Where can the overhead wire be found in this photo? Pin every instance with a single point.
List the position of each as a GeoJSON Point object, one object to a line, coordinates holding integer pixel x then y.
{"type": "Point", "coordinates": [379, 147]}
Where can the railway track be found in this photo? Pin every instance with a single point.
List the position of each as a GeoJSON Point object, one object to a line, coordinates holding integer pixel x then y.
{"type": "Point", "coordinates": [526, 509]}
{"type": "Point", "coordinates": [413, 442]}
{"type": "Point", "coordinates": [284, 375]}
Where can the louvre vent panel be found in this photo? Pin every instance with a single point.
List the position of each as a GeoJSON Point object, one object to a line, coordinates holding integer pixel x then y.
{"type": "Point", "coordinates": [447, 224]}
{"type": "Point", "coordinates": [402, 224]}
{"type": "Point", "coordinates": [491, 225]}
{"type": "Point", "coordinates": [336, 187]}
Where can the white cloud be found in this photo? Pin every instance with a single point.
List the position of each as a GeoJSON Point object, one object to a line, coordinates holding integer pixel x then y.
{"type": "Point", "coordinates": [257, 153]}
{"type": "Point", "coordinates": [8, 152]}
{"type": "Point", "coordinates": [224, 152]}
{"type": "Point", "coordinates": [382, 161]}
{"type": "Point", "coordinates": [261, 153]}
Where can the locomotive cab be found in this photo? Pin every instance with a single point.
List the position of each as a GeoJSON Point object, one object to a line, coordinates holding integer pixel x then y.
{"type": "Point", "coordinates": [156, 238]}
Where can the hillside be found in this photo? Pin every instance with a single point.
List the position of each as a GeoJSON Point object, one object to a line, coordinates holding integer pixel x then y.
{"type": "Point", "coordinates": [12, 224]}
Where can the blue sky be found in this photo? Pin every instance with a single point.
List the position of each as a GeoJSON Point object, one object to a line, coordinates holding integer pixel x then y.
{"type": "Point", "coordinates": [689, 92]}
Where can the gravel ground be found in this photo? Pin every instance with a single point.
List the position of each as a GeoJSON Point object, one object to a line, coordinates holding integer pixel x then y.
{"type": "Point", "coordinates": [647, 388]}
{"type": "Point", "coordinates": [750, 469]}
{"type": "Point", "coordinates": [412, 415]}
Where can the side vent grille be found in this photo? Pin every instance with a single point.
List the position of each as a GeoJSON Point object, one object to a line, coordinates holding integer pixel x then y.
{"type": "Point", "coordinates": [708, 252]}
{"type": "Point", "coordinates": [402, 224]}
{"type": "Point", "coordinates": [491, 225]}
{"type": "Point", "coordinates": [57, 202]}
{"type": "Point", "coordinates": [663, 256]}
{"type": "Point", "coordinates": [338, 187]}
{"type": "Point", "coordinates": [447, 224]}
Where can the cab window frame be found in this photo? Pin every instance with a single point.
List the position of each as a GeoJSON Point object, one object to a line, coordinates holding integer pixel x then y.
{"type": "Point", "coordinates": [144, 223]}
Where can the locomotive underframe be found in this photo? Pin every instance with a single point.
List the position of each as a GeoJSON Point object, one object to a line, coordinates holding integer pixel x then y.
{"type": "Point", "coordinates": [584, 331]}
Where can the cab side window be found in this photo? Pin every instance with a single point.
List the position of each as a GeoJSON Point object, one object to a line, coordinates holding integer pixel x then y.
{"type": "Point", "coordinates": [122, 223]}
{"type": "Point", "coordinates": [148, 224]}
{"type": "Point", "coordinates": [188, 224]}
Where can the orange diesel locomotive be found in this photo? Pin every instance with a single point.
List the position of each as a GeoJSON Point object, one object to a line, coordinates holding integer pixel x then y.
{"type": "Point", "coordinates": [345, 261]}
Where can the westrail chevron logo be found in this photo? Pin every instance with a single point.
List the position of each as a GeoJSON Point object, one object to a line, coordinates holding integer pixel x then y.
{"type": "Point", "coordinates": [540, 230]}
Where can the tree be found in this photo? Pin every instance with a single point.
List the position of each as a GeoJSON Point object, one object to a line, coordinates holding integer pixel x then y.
+ + + + + + +
Aim of the task:
Render every line of the listing above as a Markdown table with the columns Row and Line, numbering the rows in order and leaving out blank lines.

Result for this task:
| Row | Line |
|---|---|
| 1 | Where can the overhead wire be found in this photo? Pin every instance with a single point. |
| 2 | List the position of each as a GeoJSON Point object, one object to a line, coordinates holding integer pixel x then y. |
| 3 | {"type": "Point", "coordinates": [379, 147]} |
| 4 | Where can the railway track be found in this photo? Pin every instance with a single point. |
| 5 | List the position of each as a GeoJSON Point object, one object to a line, coordinates holding integer pixel x then y. |
| 6 | {"type": "Point", "coordinates": [526, 509]} |
| 7 | {"type": "Point", "coordinates": [413, 442]} |
| 8 | {"type": "Point", "coordinates": [284, 375]} |
| 9 | Where can the louvre vent panel be found in this photo? Pin every instance with a single point. |
| 10 | List the position of each as a GeoJSON Point object, one object to a line, coordinates holding integer pixel x then y. |
| 11 | {"type": "Point", "coordinates": [447, 224]} |
| 12 | {"type": "Point", "coordinates": [402, 224]} |
| 13 | {"type": "Point", "coordinates": [491, 225]} |
| 14 | {"type": "Point", "coordinates": [336, 187]} |
| 15 | Where can the white cloud be found in this photo? Pin every instance with a single point. |
| 16 | List the position of each as a GeoJSON Point object, one object to a line, coordinates holding integer pixel x then y. |
| 17 | {"type": "Point", "coordinates": [257, 153]} |
| 18 | {"type": "Point", "coordinates": [8, 152]} |
| 19 | {"type": "Point", "coordinates": [224, 152]} |
| 20 | {"type": "Point", "coordinates": [382, 161]} |
| 21 | {"type": "Point", "coordinates": [261, 153]} |
| 22 | Where can the locomotive cab be found in this photo? Pin every instance with a single point. |
| 23 | List the position of each as a GeoJSON Point object, one object to a line, coordinates holding integer pixel x then y. |
| 24 | {"type": "Point", "coordinates": [156, 238]} |
| 25 | Where can the hillside be found in this photo? Pin every instance with a single point. |
| 26 | List the position of each as a GeoJSON Point object, one object to a line, coordinates holding integer pixel x then y. |
| 27 | {"type": "Point", "coordinates": [12, 224]} |
| 28 | Where can the blue sky be found in this photo? Pin every instance with a single point. |
| 29 | List the position of each as a GeoJSON Point object, one object to a line, coordinates holding integer pixel x then y. |
| 30 | {"type": "Point", "coordinates": [689, 92]} |
| 31 | Where can the gravel ground be found in this photo? Pin every instance with a single point. |
| 32 | List the position of each as a GeoJSON Point object, one object to a line, coordinates holding integer pixel x then y. |
| 33 | {"type": "Point", "coordinates": [647, 388]} |
| 34 | {"type": "Point", "coordinates": [750, 469]} |
| 35 | {"type": "Point", "coordinates": [412, 415]} |
| 36 | Where can the side vent grille be found in this photo? Pin every instance with a single point. |
| 37 | List the position of each as a GeoJSON Point object, one object to a line, coordinates holding integer pixel x then y. |
| 38 | {"type": "Point", "coordinates": [708, 252]} |
| 39 | {"type": "Point", "coordinates": [402, 224]} |
| 40 | {"type": "Point", "coordinates": [491, 225]} |
| 41 | {"type": "Point", "coordinates": [57, 202]} |
| 42 | {"type": "Point", "coordinates": [663, 256]} |
| 43 | {"type": "Point", "coordinates": [338, 187]} |
| 44 | {"type": "Point", "coordinates": [447, 224]} |
| 45 | Where can the cab window frame be found in this photo? Pin every instance with a single point. |
| 46 | List the position of each as a GeoJSON Point object, one object to a line, coordinates holding integer pixel x then y. |
| 47 | {"type": "Point", "coordinates": [144, 223]} |
| 48 | Where can the locomotive underframe be found in this photo? Pin every instance with a single point. |
| 49 | List the position of each as a GeoJSON Point object, one object to a line, coordinates holding integer pixel x then y. |
| 50 | {"type": "Point", "coordinates": [584, 331]} |
| 51 | Where can the cab side window be found in this photo? Pin every instance with a single point. |
| 52 | List the position of each as a GeoJSON Point object, one object to a line, coordinates holding integer pixel x then y. |
| 53 | {"type": "Point", "coordinates": [122, 223]} |
| 54 | {"type": "Point", "coordinates": [148, 224]} |
| 55 | {"type": "Point", "coordinates": [188, 224]} |
| 56 | Where can the orange diesel locomotive be found in this photo? Pin every instance with a single point. |
| 57 | List the position of each as a GeoJSON Point object, one object to a line, coordinates holding integer pixel x then y. |
| 58 | {"type": "Point", "coordinates": [345, 261]} |
| 59 | Where can the westrail chevron logo be found in this photo? Pin every instance with a single point. |
| 60 | List the position of each as a GeoJSON Point object, one object to a line, coordinates holding integer pixel x then y. |
| 61 | {"type": "Point", "coordinates": [540, 230]} |
| 62 | Where can the tree be found in this photo? Pin every instance with a single point. |
| 63 | List the position of each as a GeoJSON Point object, one object to a line, coordinates holding integer pixel x then y. |